WHAT THIS TASK INVOLVES:
Check each line of the data below for the word "coordinates". How many lines have it? Answer with the number alone.

INFORMATION GIVEN:
▬▬▬▬▬▬▬▬▬▬

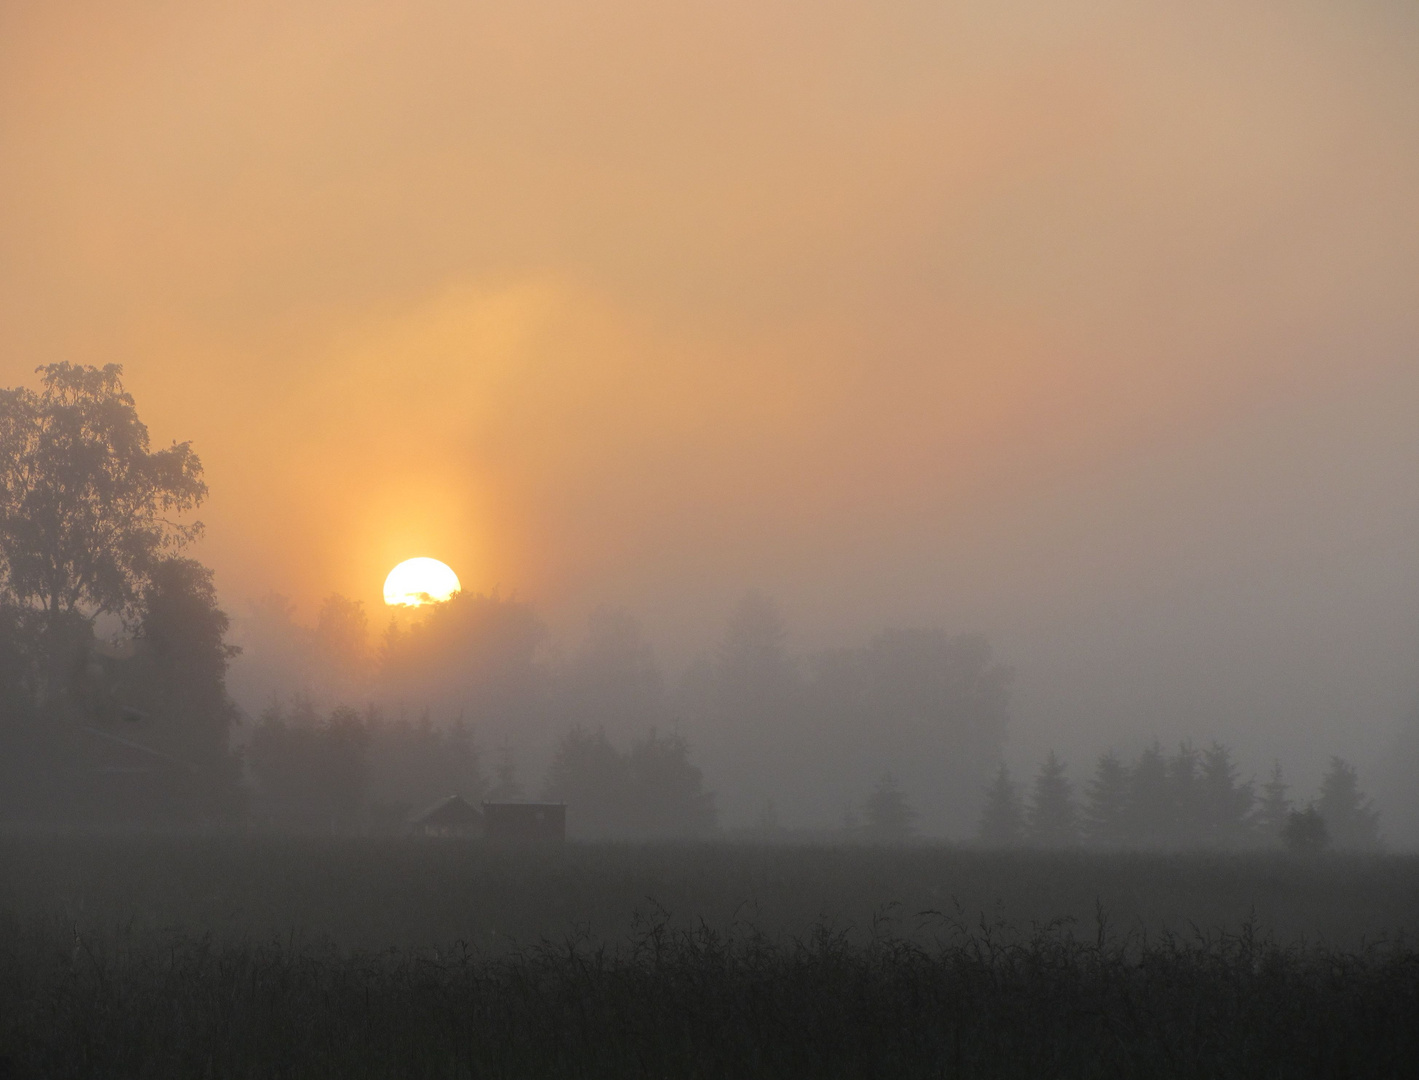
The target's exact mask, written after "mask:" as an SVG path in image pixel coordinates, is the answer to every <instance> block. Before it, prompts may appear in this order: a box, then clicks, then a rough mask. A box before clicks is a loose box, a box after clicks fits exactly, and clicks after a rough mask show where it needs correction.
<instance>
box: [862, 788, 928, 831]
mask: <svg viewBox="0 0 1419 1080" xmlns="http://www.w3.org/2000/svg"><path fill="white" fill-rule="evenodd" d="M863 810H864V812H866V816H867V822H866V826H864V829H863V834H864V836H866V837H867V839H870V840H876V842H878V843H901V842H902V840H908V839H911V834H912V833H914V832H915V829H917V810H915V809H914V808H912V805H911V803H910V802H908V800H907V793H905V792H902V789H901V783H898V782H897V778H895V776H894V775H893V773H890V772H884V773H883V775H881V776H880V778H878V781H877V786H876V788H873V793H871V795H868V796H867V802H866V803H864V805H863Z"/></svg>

▬▬▬▬▬▬▬▬▬▬

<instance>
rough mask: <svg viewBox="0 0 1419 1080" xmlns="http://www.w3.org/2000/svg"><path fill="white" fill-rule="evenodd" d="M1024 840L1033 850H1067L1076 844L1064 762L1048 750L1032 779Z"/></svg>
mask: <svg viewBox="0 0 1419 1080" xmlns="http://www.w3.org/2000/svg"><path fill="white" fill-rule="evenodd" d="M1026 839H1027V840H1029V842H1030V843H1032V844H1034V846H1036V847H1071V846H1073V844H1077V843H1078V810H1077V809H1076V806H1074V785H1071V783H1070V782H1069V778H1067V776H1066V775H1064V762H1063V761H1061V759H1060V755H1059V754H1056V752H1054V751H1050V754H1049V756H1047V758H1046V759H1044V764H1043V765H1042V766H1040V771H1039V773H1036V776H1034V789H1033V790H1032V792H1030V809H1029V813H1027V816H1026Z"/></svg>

▬▬▬▬▬▬▬▬▬▬

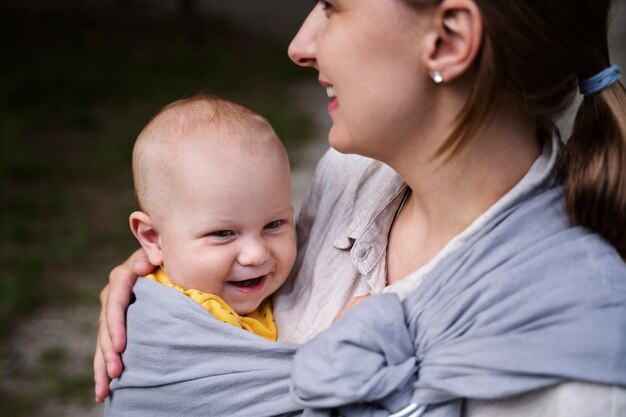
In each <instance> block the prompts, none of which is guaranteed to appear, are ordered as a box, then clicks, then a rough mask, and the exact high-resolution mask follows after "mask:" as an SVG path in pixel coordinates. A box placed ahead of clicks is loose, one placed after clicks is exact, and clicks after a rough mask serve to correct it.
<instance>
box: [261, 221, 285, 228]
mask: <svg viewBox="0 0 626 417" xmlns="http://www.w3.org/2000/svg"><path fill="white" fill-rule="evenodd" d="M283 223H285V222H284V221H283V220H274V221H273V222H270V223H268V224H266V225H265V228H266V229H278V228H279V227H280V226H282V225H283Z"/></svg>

▬▬▬▬▬▬▬▬▬▬

RESPONSE AREA:
2